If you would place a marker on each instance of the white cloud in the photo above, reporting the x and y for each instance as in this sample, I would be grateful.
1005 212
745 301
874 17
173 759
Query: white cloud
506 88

- - - - -

Quote the material above word for word, keeping every line as it appears.

If you would place a marker on each instance of the white cloud in the photo above, reporting the x and y for each instance as in this sample, I would be grateful.
1005 212
745 301
874 17
173 759
Query: white cloud
506 88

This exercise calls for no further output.